Coordinate annotation entries
_ _ _ _ _ _ _
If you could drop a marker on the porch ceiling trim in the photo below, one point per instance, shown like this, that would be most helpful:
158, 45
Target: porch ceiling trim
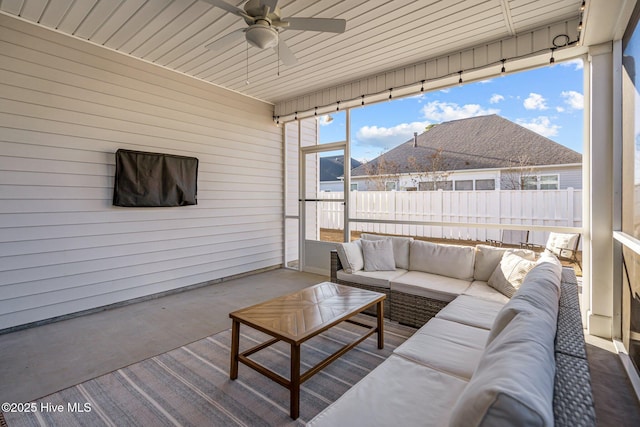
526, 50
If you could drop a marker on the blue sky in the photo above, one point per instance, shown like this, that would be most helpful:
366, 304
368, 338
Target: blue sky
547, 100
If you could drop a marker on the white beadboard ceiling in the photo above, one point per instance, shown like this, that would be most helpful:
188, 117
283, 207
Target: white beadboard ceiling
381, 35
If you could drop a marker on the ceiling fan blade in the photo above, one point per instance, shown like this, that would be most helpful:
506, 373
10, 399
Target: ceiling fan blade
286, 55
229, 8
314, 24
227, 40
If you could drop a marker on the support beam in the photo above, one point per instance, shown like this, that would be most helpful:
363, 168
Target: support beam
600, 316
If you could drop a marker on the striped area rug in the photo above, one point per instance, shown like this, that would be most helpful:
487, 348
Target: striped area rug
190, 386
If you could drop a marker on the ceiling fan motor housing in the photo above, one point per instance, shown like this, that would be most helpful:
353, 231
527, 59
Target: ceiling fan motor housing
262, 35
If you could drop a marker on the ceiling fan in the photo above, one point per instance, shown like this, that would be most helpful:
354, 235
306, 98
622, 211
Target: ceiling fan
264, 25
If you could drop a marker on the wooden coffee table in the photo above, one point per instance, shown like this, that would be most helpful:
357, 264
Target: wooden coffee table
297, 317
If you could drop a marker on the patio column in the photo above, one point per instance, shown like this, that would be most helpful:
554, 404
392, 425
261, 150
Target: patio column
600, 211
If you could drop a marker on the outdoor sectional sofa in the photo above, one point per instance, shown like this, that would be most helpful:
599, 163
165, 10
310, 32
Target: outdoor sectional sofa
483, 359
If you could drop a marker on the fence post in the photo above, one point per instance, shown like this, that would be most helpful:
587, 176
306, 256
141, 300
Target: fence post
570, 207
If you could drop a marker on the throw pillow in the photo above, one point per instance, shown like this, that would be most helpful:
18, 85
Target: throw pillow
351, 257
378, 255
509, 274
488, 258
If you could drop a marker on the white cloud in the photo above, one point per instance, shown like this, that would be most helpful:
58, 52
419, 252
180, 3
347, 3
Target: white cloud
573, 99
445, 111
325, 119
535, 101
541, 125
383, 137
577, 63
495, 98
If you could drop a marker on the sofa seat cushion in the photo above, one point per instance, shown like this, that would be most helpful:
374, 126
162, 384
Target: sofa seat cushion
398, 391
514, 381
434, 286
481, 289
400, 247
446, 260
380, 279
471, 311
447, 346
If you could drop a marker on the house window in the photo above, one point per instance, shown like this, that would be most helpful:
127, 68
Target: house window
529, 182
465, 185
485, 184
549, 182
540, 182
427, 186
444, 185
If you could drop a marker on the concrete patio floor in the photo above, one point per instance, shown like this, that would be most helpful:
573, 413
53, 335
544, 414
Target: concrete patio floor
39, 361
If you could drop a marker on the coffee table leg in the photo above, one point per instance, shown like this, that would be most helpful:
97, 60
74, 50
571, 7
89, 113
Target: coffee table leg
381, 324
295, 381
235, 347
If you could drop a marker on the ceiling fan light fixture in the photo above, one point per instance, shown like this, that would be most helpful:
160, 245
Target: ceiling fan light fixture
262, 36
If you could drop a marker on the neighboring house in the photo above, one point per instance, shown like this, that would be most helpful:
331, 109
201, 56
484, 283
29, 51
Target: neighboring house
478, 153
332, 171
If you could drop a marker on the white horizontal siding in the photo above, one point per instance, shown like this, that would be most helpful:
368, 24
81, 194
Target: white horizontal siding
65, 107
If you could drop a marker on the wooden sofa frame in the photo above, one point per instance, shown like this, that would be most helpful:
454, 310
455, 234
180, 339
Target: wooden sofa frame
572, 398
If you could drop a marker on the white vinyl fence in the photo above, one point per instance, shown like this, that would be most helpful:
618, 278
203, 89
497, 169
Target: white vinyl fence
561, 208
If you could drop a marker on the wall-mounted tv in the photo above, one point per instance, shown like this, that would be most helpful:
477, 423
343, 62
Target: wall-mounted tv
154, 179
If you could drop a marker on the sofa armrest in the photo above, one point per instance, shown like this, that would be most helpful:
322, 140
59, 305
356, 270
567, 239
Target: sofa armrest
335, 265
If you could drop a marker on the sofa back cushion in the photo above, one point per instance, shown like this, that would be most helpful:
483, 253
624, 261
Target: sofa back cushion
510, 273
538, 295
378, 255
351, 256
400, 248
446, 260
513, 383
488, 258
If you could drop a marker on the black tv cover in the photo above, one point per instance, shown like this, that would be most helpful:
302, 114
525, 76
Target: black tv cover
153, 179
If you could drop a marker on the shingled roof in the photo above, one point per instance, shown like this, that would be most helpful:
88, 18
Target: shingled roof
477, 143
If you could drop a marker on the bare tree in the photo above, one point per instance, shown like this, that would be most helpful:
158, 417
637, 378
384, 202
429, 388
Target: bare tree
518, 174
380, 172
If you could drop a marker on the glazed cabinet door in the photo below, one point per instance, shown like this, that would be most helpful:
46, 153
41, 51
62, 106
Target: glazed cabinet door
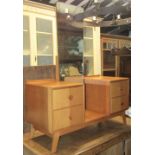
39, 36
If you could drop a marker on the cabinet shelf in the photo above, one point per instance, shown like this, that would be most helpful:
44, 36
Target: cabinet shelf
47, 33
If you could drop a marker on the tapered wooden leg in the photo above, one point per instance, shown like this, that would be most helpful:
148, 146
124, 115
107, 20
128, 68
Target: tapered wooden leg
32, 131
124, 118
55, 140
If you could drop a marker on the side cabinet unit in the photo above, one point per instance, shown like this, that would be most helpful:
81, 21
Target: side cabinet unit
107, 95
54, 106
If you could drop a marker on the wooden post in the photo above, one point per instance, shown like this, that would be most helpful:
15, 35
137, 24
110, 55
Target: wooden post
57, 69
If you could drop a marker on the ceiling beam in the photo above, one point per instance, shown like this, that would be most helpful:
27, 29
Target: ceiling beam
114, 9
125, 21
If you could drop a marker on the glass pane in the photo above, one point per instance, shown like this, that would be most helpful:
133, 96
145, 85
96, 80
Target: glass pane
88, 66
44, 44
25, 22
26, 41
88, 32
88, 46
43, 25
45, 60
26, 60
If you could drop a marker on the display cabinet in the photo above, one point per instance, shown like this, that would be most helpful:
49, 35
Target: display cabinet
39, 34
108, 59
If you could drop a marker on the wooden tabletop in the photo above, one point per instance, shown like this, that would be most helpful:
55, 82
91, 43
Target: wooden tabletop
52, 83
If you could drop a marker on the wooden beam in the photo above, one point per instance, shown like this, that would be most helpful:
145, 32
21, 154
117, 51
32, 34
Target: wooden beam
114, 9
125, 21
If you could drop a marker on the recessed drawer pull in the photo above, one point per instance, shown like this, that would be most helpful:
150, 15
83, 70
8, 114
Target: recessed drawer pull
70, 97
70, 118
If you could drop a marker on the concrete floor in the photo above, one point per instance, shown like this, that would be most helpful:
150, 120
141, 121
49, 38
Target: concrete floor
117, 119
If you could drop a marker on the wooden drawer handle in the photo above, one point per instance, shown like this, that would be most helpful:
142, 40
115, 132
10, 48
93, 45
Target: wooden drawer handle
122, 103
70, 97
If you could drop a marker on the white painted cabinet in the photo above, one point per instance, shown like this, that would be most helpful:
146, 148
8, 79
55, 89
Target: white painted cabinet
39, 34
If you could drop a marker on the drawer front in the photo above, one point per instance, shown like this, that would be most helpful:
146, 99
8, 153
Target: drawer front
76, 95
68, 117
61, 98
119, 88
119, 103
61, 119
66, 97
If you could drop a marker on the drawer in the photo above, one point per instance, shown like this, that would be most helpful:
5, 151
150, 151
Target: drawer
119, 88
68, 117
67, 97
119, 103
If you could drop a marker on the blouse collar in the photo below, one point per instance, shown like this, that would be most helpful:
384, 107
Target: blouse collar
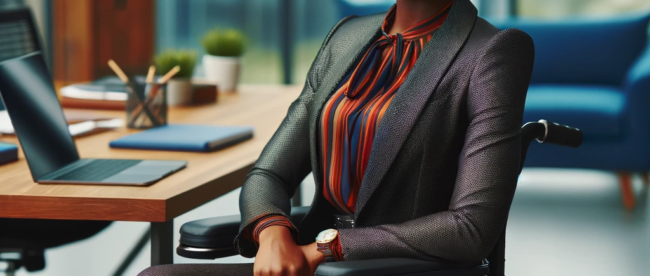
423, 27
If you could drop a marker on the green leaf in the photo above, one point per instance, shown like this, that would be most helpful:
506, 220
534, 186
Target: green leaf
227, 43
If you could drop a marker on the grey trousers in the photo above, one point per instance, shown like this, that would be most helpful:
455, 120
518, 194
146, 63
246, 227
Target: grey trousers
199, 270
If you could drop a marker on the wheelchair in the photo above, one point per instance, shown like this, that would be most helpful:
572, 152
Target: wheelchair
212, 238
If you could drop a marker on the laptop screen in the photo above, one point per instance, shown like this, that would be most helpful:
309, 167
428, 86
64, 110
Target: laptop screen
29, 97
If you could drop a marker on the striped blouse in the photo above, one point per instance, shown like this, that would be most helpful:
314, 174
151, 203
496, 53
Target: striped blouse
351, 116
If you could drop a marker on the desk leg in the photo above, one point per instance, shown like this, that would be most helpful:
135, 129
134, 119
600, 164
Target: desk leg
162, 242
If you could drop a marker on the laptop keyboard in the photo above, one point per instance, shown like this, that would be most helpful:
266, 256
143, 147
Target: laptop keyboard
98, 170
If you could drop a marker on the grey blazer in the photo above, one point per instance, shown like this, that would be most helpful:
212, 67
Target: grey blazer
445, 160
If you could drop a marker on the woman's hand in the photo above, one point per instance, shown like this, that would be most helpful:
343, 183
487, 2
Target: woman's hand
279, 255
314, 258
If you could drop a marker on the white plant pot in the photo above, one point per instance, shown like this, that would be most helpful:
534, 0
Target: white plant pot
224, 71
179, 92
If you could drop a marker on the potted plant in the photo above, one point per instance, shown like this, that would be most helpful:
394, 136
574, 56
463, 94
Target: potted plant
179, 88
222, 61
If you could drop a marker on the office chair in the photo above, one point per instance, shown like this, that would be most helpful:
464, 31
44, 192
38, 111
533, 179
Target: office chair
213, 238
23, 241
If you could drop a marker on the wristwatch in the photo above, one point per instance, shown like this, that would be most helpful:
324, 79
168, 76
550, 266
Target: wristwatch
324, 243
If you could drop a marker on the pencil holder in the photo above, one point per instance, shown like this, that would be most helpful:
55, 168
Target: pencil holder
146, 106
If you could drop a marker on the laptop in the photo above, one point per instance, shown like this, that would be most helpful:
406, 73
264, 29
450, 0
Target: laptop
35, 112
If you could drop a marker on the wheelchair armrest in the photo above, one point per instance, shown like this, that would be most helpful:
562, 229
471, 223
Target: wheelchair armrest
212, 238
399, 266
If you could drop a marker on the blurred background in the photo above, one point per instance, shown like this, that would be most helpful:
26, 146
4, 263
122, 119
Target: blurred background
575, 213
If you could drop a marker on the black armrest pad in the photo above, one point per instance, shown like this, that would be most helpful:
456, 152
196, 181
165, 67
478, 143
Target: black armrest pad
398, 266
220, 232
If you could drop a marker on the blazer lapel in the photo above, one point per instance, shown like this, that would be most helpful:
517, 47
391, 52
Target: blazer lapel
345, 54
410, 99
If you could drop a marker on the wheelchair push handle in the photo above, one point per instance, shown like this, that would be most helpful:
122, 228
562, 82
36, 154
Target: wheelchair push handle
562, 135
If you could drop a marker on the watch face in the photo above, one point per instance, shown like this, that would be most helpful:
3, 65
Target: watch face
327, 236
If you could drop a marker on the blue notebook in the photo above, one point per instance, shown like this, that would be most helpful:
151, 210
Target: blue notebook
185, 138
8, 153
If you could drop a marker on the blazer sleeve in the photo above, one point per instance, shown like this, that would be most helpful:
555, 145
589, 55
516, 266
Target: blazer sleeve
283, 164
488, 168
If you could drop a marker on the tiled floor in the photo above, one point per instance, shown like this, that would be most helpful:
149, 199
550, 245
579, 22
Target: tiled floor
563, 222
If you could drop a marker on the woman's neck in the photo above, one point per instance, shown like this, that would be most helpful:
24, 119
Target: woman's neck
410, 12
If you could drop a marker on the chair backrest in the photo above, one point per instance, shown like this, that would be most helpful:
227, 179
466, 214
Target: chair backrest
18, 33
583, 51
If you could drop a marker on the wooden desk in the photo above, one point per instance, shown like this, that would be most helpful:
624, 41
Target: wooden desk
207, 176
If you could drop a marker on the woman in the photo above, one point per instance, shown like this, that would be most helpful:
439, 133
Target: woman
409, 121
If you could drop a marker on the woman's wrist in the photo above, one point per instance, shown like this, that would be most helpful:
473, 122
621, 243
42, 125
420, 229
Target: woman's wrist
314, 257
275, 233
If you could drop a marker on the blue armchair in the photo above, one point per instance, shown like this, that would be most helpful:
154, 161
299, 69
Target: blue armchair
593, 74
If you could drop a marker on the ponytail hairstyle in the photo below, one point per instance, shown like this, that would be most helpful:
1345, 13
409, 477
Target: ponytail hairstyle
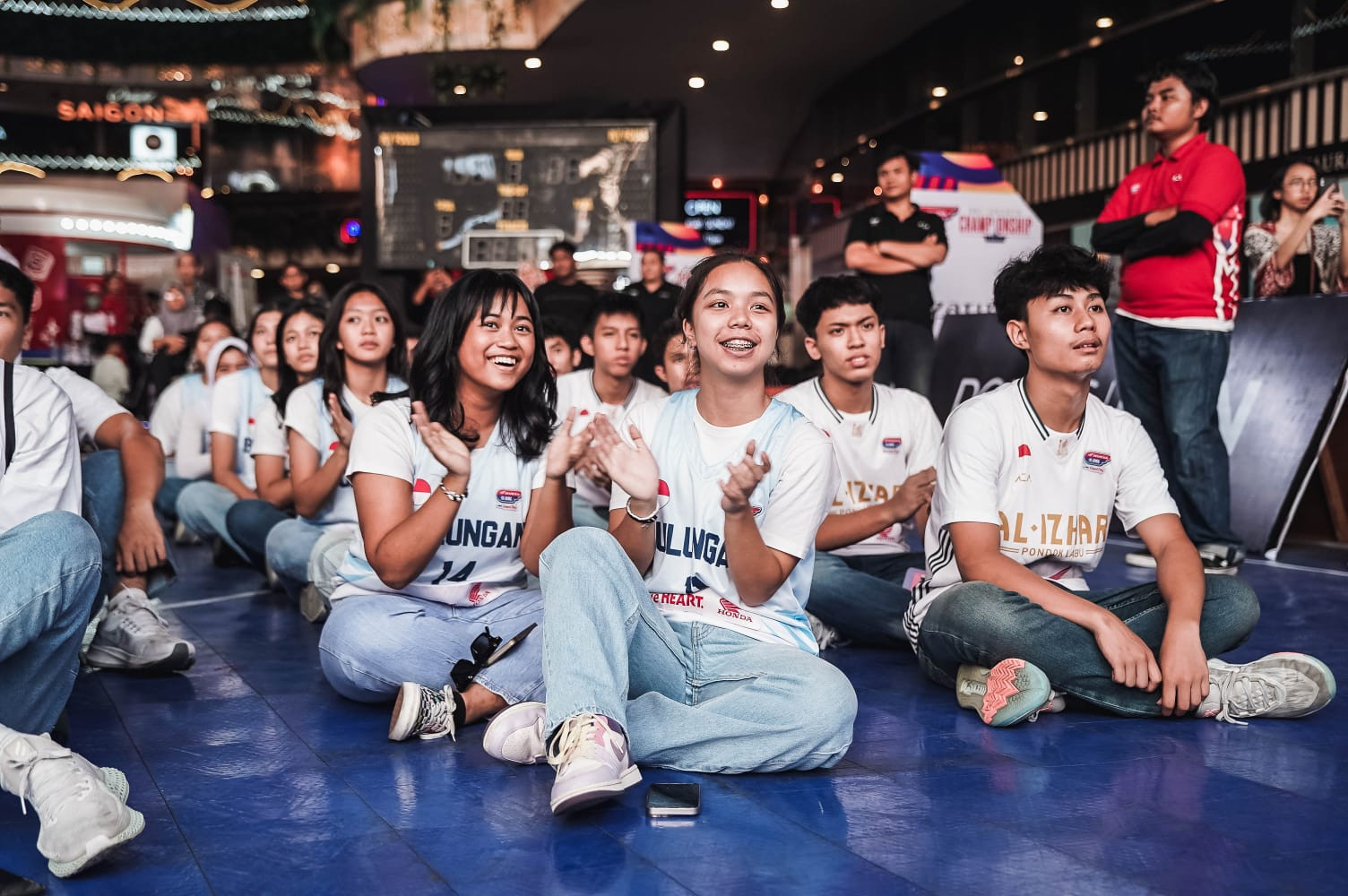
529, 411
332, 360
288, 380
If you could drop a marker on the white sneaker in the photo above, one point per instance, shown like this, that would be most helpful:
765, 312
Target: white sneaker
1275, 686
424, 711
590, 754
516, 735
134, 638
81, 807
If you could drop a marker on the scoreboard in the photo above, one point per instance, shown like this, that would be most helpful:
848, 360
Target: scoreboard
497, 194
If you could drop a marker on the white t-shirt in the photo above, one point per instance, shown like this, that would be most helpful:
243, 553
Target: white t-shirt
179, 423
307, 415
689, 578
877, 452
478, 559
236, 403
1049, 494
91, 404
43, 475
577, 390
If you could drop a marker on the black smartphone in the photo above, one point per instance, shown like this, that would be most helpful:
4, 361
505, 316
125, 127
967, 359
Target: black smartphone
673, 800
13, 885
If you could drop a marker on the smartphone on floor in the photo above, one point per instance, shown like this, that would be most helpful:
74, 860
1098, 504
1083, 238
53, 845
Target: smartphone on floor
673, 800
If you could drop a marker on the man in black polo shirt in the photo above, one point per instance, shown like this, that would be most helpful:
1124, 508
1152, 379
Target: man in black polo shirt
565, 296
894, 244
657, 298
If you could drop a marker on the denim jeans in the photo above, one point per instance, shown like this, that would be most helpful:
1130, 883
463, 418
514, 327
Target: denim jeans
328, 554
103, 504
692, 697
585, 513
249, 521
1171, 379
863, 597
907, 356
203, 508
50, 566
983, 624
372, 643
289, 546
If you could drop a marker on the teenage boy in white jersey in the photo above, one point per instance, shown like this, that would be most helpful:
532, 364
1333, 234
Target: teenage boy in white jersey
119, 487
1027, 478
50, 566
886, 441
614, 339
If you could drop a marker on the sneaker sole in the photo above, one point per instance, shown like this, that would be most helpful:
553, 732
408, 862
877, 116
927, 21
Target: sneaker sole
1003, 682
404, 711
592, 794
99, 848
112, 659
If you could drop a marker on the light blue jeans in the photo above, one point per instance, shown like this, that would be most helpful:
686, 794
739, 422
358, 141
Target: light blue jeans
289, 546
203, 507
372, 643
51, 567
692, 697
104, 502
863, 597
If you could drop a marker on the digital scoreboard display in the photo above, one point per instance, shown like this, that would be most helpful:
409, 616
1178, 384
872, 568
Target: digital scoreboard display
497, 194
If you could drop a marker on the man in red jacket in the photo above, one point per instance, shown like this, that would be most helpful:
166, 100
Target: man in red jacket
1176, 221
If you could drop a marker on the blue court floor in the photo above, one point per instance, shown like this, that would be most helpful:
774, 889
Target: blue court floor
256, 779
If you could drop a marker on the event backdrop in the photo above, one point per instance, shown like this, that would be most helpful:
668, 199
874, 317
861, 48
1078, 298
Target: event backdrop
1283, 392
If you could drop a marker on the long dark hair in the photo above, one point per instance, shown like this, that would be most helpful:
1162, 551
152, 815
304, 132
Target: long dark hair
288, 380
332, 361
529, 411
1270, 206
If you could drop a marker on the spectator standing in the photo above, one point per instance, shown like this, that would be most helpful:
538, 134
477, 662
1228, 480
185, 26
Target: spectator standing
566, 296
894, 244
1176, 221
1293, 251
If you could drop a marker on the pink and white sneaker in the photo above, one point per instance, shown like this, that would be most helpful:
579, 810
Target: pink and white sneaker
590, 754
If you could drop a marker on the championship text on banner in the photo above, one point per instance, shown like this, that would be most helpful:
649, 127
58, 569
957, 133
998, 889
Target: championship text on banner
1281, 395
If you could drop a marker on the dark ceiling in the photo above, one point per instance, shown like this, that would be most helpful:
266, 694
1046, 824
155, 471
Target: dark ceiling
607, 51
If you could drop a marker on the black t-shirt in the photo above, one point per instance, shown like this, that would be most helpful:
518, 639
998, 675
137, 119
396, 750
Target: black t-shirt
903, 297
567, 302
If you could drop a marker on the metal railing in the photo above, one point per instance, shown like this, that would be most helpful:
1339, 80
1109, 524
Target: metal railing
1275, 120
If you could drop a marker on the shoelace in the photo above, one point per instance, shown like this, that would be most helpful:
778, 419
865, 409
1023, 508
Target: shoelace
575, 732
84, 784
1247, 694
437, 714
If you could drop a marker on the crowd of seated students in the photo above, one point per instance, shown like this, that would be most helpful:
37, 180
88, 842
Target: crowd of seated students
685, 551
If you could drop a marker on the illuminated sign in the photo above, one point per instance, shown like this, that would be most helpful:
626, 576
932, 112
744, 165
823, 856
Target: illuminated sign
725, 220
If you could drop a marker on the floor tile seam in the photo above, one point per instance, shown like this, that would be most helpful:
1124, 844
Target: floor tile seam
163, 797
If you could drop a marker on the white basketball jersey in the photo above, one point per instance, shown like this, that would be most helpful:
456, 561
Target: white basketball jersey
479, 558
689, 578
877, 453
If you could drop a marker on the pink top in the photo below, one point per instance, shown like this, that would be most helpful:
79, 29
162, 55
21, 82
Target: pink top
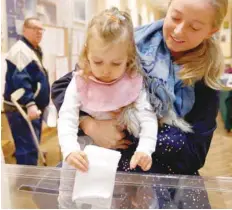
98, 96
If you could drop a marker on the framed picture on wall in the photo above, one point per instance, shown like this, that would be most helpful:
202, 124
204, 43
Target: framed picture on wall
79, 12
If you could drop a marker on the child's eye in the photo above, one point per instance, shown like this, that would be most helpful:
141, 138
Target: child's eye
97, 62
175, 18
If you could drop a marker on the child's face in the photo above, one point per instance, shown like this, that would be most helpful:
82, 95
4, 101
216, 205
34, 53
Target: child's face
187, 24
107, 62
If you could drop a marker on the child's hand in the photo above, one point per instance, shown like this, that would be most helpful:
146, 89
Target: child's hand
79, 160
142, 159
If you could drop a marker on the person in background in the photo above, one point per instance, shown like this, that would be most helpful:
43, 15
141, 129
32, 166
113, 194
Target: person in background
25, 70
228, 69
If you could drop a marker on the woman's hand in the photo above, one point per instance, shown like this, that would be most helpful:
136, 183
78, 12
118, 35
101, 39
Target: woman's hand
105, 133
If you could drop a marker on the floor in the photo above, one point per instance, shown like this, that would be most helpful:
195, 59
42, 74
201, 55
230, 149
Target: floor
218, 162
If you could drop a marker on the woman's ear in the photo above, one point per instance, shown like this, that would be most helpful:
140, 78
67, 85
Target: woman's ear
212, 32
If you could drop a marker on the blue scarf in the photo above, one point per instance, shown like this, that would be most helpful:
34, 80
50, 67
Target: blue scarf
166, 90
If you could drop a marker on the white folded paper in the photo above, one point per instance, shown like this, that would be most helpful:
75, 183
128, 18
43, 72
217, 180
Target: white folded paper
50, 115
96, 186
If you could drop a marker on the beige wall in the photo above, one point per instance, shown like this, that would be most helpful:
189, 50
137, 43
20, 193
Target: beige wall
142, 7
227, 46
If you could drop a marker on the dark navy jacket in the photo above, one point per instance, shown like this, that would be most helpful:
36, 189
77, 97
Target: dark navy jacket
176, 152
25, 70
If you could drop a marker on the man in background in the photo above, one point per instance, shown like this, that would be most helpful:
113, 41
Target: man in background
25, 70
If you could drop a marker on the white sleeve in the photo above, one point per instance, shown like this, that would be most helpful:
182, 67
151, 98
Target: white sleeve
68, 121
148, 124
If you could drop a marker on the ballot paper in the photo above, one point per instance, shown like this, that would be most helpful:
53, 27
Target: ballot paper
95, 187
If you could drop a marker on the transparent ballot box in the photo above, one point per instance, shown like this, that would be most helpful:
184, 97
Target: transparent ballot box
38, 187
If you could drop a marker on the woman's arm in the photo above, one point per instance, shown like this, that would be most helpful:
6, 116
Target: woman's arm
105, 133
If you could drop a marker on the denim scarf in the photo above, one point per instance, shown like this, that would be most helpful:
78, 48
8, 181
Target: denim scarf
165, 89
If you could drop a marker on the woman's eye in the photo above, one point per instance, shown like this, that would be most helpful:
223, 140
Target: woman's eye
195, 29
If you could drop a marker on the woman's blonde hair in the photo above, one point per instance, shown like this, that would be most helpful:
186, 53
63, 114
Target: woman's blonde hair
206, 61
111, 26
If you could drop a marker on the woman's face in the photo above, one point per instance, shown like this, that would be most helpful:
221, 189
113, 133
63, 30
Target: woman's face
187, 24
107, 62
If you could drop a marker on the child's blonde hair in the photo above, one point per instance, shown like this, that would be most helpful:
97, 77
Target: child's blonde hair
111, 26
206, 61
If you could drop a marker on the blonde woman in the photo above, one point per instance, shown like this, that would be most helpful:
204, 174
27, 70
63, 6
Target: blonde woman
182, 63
_ _ _ _ _ _ _
TASK REQUIREMENTS: Only the lines from the one containing "If you could drop a marker on the woman's arm" through the end of the entries above belong in the answer; repeat them exactly.

EXERCISE RESPONSE:
If you could drop a marker on the woman's arm in the photo above, one point per instance, shown like this, that would be most helpful:
6, 116
Target: woman's arm
105, 133
If you could drop a marker on the denim scarf in the photo above, one point per instance, shown like this, that would be most helpful:
78, 48
8, 181
Target: denim scarf
165, 89
If you could drop a marker on the woman's eye in the photo above, one point per instance, shown like this, that would be most helpful:
223, 140
Target: woman's eye
195, 29
If you could drop a marker on the woman's blonde hair in the photo above, one point per instance, shown like this, that would be most helpful:
186, 53
63, 114
Target: woman's blonde hair
206, 61
111, 26
If you could drop a marker on the woman's face in the photo above, one point per instance, shown like this, that would be most helpful:
221, 189
113, 133
63, 30
Target: woman's face
187, 24
107, 62
If you could drop a marker on the child's blonde hair in the photo above, one point per instance, shown like this, that would be most helpful:
97, 77
Target: child's blonde hair
111, 26
206, 61
If you could drop a marker on the blonde woman in the photo above, one point per instance, shown like this, that would be most helpful:
204, 174
27, 70
63, 6
Target: blonde woman
182, 63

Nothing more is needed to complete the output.